RECORDS FOR THIS EXERCISE:
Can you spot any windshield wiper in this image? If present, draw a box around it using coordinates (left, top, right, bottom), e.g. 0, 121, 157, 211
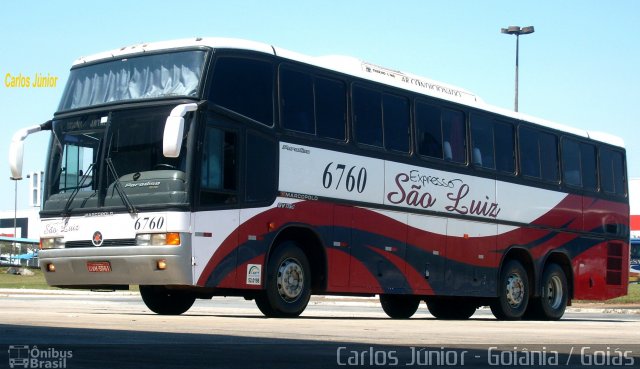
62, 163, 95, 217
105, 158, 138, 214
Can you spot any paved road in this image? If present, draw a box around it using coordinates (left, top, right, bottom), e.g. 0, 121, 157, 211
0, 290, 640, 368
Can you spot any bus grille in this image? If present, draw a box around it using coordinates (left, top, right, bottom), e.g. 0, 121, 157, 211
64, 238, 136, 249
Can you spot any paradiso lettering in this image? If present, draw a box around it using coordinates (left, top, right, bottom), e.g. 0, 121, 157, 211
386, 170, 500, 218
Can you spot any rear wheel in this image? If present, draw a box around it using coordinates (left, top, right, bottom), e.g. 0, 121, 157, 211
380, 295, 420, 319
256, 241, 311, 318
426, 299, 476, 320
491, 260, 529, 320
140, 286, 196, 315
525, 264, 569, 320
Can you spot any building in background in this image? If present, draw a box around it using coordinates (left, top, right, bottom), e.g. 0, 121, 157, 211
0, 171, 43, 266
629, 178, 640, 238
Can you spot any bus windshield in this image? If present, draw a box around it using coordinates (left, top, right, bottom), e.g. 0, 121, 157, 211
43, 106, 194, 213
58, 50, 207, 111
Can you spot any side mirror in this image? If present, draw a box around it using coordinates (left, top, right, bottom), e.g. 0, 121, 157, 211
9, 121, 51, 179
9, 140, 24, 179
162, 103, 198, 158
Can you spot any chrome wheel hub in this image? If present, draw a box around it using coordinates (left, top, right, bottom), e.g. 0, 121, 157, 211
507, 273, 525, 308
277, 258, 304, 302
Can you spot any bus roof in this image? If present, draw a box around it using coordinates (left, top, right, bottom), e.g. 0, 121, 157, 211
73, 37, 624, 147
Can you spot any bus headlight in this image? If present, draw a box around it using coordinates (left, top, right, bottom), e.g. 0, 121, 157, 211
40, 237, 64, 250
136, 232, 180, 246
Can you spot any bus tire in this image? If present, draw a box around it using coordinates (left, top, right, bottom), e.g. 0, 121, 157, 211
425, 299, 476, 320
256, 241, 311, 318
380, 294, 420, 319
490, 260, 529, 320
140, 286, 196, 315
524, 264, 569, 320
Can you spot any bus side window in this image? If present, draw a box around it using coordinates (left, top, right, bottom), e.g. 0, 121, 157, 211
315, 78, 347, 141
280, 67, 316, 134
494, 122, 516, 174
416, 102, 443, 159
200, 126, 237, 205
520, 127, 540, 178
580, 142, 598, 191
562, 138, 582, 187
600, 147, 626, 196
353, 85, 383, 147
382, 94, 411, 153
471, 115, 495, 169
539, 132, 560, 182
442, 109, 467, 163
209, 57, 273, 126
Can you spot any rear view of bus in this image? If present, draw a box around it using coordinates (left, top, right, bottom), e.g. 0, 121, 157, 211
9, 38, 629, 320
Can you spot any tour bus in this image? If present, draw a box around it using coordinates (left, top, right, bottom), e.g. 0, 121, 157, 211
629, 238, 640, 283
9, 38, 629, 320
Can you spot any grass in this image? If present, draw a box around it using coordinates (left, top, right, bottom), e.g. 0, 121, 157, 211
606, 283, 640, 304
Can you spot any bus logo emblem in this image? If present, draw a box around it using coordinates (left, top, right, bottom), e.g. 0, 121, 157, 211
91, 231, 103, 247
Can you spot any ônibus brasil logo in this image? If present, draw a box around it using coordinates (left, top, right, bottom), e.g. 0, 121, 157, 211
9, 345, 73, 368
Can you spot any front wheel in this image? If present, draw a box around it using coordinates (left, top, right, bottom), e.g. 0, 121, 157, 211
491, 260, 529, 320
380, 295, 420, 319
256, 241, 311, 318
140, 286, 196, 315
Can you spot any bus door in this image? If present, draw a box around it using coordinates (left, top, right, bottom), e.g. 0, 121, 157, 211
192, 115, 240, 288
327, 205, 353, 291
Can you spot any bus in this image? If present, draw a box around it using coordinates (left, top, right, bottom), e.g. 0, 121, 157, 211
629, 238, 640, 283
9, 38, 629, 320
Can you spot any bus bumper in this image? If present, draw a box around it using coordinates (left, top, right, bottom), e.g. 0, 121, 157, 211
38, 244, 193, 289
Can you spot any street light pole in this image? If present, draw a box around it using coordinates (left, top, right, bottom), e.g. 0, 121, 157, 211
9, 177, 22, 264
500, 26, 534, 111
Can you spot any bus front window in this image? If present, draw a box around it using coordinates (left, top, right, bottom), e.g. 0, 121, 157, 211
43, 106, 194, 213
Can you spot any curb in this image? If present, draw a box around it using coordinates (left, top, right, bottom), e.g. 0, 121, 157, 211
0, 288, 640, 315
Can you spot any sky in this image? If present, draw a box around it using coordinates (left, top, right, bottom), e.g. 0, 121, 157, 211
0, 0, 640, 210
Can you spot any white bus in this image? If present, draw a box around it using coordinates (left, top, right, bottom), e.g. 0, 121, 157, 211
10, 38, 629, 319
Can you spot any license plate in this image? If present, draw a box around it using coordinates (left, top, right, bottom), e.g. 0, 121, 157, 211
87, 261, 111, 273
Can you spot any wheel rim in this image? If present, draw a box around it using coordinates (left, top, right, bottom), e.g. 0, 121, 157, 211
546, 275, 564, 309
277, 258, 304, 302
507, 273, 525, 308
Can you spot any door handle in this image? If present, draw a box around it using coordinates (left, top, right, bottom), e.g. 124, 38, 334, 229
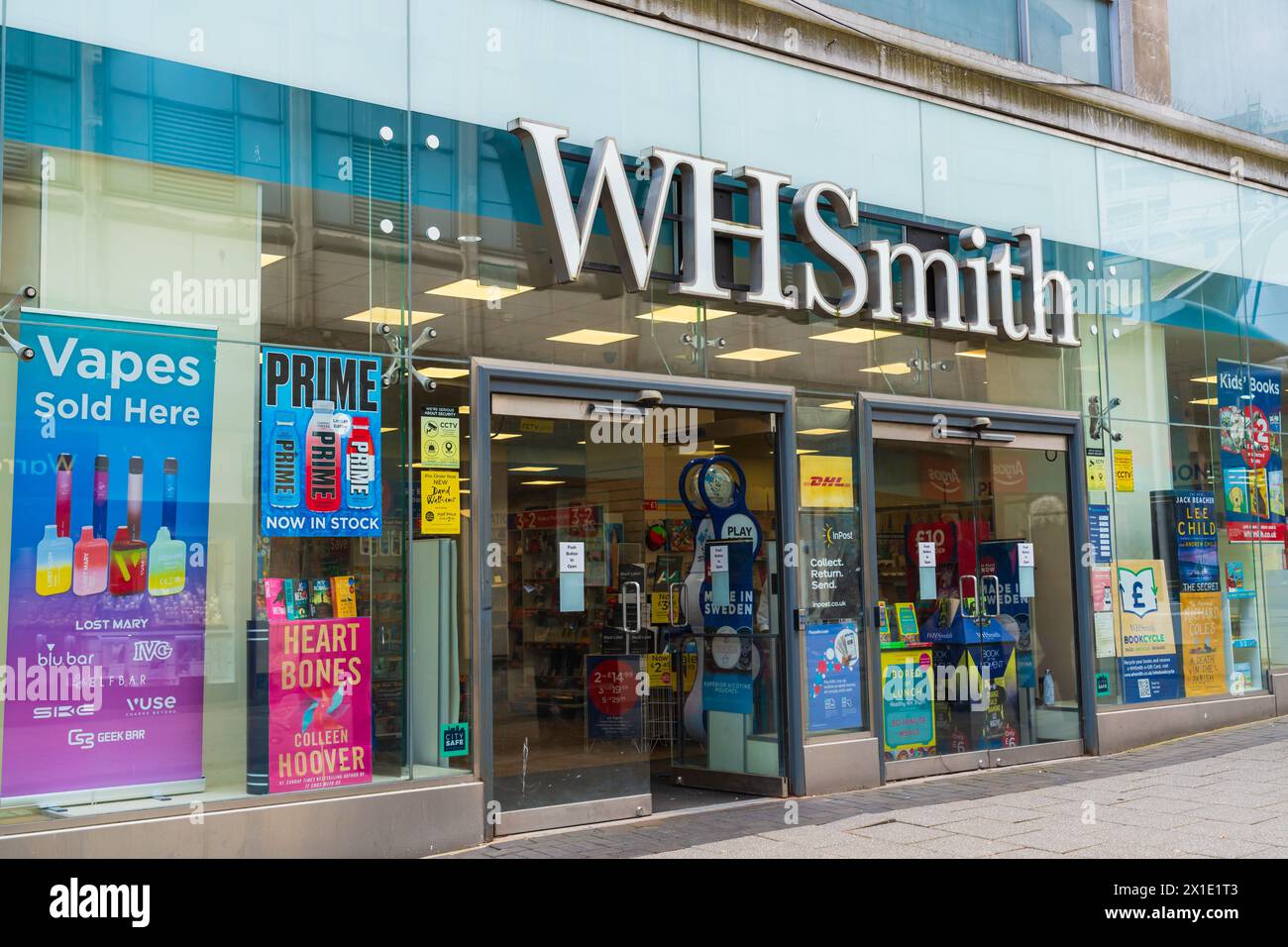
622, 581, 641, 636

...

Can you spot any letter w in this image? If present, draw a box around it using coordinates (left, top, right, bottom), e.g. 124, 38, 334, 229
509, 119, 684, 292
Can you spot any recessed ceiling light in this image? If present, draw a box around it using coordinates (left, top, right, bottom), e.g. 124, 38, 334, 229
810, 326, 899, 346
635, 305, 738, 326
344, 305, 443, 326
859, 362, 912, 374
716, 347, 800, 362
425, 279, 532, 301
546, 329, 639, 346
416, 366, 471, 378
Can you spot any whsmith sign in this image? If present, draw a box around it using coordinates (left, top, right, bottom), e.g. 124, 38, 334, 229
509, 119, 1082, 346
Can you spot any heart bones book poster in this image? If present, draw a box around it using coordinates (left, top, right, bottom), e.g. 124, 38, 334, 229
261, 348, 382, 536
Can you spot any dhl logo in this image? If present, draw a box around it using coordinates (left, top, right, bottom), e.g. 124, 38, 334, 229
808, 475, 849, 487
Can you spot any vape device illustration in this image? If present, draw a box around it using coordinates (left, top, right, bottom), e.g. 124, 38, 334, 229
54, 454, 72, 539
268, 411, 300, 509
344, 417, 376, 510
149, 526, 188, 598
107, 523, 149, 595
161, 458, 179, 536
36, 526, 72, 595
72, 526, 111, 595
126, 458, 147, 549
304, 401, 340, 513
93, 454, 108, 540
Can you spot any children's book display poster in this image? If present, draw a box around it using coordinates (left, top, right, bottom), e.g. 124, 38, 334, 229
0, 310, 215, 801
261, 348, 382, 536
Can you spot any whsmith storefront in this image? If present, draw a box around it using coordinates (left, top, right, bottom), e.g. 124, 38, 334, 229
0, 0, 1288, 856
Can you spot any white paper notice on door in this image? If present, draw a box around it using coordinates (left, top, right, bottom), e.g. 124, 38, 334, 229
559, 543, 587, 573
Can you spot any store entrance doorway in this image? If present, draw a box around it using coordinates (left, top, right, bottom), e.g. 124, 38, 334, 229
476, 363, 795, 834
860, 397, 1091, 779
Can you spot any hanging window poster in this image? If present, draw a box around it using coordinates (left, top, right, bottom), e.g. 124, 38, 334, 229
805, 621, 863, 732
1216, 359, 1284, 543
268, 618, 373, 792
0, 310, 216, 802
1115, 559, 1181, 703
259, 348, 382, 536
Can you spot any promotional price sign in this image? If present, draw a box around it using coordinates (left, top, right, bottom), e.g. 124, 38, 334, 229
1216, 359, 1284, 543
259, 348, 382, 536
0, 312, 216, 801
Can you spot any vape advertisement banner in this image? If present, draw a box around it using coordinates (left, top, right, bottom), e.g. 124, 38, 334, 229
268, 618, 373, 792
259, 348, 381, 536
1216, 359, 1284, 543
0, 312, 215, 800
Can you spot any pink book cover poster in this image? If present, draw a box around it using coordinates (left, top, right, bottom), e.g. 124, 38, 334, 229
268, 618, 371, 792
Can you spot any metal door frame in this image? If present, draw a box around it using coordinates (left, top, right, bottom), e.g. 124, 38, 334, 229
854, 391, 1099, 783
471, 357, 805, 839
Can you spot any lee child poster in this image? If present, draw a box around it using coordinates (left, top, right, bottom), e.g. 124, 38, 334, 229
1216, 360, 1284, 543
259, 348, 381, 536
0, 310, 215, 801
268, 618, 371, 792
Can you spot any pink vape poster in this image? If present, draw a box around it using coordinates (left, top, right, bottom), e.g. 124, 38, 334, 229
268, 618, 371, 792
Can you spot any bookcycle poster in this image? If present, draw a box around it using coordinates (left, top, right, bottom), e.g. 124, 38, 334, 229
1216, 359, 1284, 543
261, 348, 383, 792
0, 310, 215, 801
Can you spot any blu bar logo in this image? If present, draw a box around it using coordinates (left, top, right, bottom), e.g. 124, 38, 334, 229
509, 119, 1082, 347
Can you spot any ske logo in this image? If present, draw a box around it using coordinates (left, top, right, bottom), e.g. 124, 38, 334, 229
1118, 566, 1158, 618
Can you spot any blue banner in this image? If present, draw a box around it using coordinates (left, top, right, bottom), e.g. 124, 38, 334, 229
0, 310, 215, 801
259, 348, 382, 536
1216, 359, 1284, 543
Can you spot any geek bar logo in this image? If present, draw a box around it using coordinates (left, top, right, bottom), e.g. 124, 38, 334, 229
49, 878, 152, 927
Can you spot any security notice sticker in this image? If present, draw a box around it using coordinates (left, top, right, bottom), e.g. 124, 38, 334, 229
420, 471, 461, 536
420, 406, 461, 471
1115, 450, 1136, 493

* * *

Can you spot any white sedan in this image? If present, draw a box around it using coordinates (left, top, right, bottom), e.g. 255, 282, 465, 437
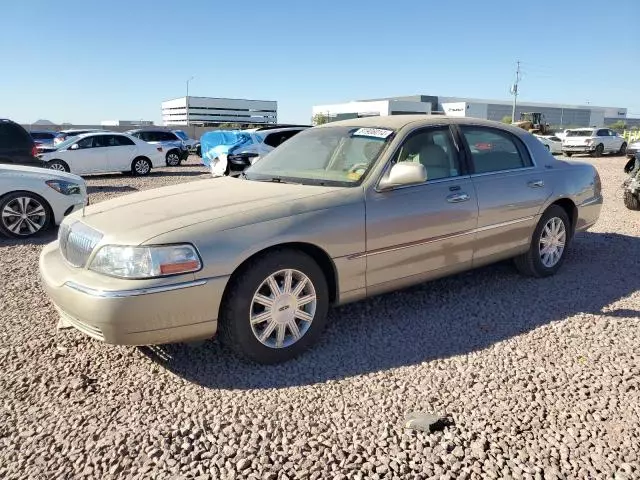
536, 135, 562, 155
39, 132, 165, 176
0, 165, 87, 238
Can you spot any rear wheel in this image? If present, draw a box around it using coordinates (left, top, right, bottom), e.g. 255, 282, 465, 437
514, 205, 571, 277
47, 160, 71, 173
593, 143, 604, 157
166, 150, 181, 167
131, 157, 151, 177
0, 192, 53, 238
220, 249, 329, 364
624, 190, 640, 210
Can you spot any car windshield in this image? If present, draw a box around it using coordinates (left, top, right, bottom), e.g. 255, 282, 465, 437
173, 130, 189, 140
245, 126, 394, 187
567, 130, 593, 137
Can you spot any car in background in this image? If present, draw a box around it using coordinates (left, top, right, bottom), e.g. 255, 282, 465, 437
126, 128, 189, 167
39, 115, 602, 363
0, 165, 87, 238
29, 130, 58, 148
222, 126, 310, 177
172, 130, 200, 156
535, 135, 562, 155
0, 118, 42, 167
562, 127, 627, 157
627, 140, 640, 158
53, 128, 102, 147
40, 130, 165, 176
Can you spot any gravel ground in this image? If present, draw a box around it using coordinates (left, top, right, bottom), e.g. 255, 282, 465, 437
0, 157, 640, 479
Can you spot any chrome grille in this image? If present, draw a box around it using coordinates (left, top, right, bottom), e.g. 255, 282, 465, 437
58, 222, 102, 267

EXERCISE DETAILS:
Present the data from the line with "Can you spot any promotional" up to and including the line with "0, 312, 215, 800" as a Markdown table with the columns Number and Line. Number each row and leave out blank lines.

OUTPUT:
| Number | Line |
|---|---|
| 1 | Can you spot any promotional price sign in this image? If present, draw a box around it using coordinates (left, top, right, bottom), e.g. 124, 38, 334, 229 |
| 2 | 1216, 359, 1284, 543 |
| 3 | 259, 348, 382, 536 |
| 4 | 0, 312, 216, 801 |
| 5 | Can you spot any vape advertisement banner in this image? If present, draw a box around it using coordinates (left, top, right, bottom), e.g. 124, 38, 334, 229 |
| 6 | 268, 618, 373, 792 |
| 7 | 259, 348, 381, 536 |
| 8 | 1216, 359, 1284, 543 |
| 9 | 0, 312, 215, 800 |